WORK INSTRUCTIONS
Collect every line in the data below that contains the string "floor", matching case exactly.

──────── RECORDS PROVIDED

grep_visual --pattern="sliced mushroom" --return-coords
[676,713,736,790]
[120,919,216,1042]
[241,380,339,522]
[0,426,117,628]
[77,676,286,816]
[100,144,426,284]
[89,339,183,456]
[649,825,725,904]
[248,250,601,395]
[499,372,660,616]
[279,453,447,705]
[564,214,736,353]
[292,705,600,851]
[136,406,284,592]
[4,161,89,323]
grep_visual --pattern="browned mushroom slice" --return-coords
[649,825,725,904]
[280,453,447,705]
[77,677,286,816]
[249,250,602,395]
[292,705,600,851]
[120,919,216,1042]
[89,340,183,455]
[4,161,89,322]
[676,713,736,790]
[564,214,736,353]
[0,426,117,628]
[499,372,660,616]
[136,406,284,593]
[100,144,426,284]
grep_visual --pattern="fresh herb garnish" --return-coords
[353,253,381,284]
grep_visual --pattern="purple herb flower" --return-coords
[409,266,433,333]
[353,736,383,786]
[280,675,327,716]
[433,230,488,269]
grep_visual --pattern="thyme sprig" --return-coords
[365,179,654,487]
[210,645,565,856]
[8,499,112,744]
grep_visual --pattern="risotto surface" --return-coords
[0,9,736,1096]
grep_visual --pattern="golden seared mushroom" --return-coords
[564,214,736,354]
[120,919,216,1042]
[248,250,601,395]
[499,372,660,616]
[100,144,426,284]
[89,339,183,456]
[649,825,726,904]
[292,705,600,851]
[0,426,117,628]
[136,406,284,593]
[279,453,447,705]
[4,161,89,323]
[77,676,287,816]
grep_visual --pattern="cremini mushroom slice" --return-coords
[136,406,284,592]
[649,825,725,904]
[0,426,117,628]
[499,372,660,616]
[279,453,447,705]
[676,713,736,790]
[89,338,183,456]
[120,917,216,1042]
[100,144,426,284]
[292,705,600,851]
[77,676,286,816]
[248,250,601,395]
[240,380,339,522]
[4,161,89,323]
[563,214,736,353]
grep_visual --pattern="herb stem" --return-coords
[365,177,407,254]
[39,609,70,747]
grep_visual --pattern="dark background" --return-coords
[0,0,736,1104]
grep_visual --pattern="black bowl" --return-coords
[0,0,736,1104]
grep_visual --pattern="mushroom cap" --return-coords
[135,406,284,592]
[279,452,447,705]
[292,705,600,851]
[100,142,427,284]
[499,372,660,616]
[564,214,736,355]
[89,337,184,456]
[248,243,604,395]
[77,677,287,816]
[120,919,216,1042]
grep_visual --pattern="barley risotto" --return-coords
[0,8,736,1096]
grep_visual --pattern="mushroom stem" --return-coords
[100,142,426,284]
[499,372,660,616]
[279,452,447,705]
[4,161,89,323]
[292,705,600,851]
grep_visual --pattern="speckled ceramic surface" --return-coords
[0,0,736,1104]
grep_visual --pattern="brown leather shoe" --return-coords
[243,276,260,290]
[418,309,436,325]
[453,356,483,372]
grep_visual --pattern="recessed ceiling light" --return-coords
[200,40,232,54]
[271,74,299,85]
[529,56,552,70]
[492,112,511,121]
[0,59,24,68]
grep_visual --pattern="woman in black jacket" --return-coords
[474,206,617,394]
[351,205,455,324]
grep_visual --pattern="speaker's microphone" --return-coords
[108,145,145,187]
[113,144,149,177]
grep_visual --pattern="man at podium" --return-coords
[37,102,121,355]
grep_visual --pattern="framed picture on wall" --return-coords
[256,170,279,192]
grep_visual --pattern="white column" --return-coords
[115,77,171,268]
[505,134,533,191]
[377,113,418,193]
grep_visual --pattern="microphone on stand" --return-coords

────────────────
──────── RECORDS PROVIDED

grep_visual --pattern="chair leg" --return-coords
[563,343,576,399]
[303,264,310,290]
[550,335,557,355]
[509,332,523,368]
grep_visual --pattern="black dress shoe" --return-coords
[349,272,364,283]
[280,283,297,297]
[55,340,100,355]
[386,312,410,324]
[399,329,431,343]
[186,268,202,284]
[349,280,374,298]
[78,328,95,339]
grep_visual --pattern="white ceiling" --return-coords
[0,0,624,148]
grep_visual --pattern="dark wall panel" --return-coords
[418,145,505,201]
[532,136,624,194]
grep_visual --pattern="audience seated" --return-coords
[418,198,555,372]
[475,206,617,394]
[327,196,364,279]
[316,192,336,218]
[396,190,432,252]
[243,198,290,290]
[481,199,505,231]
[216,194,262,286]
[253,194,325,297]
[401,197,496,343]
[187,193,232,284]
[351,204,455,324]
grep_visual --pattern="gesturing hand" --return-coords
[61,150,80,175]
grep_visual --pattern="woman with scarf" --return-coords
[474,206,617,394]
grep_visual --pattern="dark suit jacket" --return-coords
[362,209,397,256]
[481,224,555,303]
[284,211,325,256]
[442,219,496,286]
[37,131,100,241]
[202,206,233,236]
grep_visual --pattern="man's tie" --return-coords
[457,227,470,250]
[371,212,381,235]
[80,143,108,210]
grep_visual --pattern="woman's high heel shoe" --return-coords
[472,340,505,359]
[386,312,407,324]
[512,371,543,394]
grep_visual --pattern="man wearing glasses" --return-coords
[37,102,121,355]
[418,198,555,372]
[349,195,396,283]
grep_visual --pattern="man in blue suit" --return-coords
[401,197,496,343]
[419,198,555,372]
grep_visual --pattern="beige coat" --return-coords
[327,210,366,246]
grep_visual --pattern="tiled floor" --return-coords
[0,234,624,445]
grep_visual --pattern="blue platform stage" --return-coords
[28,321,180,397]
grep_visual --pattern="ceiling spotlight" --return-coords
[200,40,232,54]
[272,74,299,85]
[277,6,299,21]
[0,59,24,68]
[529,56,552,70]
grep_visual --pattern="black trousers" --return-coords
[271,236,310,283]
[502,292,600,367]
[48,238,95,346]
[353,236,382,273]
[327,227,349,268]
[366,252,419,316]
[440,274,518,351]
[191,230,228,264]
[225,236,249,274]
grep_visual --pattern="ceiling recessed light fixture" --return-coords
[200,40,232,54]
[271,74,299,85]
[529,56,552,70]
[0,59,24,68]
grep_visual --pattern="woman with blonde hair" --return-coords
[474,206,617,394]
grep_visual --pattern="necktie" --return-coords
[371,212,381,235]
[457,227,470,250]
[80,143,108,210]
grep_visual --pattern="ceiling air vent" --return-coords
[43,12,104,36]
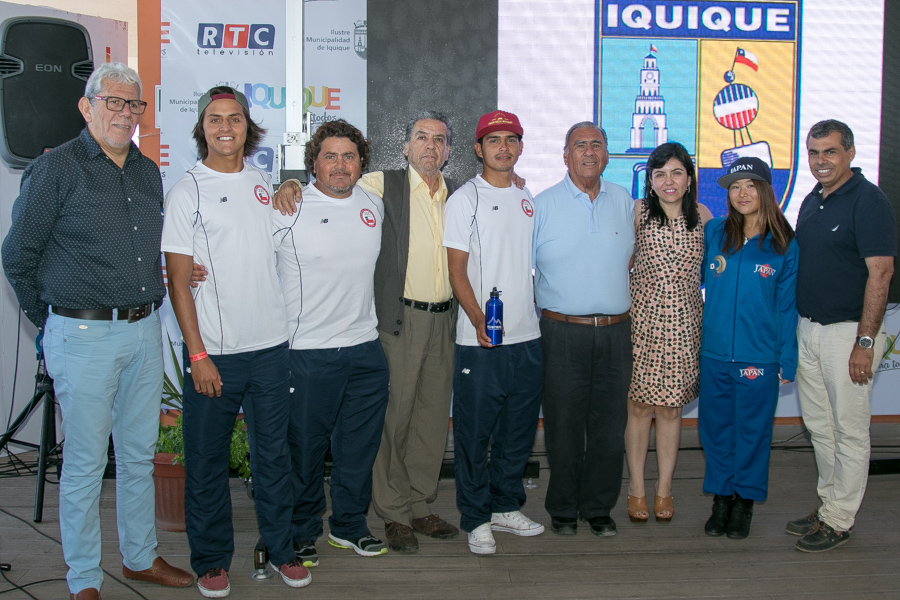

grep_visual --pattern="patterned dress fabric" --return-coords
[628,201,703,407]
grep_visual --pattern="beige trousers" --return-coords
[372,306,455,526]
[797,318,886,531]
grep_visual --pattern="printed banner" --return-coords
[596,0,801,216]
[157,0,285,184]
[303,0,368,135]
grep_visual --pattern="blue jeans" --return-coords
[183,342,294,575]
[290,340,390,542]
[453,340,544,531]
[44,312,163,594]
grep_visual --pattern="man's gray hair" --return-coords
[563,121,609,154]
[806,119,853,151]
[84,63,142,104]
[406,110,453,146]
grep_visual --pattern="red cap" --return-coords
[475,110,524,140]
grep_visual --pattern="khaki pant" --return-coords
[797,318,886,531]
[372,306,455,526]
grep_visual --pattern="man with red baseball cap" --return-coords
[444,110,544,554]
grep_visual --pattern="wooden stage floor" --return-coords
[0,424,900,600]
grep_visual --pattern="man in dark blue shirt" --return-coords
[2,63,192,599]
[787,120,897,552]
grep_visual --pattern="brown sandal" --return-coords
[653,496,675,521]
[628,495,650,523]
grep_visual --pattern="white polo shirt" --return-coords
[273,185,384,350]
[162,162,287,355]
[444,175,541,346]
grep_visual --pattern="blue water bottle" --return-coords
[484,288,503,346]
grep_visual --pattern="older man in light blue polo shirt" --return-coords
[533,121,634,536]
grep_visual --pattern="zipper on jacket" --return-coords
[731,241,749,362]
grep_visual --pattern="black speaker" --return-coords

────────────────
──────── RECORDS PROVIDED

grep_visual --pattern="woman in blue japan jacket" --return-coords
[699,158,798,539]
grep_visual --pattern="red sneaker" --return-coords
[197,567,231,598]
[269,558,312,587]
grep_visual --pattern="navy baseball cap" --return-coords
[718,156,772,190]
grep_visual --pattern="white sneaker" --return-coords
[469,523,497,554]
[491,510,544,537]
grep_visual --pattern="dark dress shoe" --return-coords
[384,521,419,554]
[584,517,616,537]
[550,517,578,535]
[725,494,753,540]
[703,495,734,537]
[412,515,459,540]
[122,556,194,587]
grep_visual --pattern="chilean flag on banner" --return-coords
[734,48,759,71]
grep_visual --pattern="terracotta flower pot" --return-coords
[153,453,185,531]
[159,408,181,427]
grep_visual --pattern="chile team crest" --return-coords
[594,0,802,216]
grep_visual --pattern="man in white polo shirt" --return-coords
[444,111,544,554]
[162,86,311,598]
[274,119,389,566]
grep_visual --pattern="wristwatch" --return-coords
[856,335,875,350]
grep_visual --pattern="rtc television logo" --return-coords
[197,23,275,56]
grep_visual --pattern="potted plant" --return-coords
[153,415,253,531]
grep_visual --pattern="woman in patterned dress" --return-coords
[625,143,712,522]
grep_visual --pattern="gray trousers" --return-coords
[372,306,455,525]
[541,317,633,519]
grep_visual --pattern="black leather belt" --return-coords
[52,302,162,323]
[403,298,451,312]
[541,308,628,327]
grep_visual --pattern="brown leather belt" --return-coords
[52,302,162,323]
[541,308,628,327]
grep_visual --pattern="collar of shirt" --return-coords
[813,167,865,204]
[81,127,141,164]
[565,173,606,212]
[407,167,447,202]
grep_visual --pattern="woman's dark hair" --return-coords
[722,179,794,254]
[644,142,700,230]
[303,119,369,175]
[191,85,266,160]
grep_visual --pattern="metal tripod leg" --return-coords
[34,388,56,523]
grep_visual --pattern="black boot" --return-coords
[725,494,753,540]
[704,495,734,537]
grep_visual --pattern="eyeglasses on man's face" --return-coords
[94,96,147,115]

────────────────

EXPECTED ANSWER
grep_visual --pattern="tiled floor" --return-coords
grep_visual --pattern="wooden stage floor" --return-coords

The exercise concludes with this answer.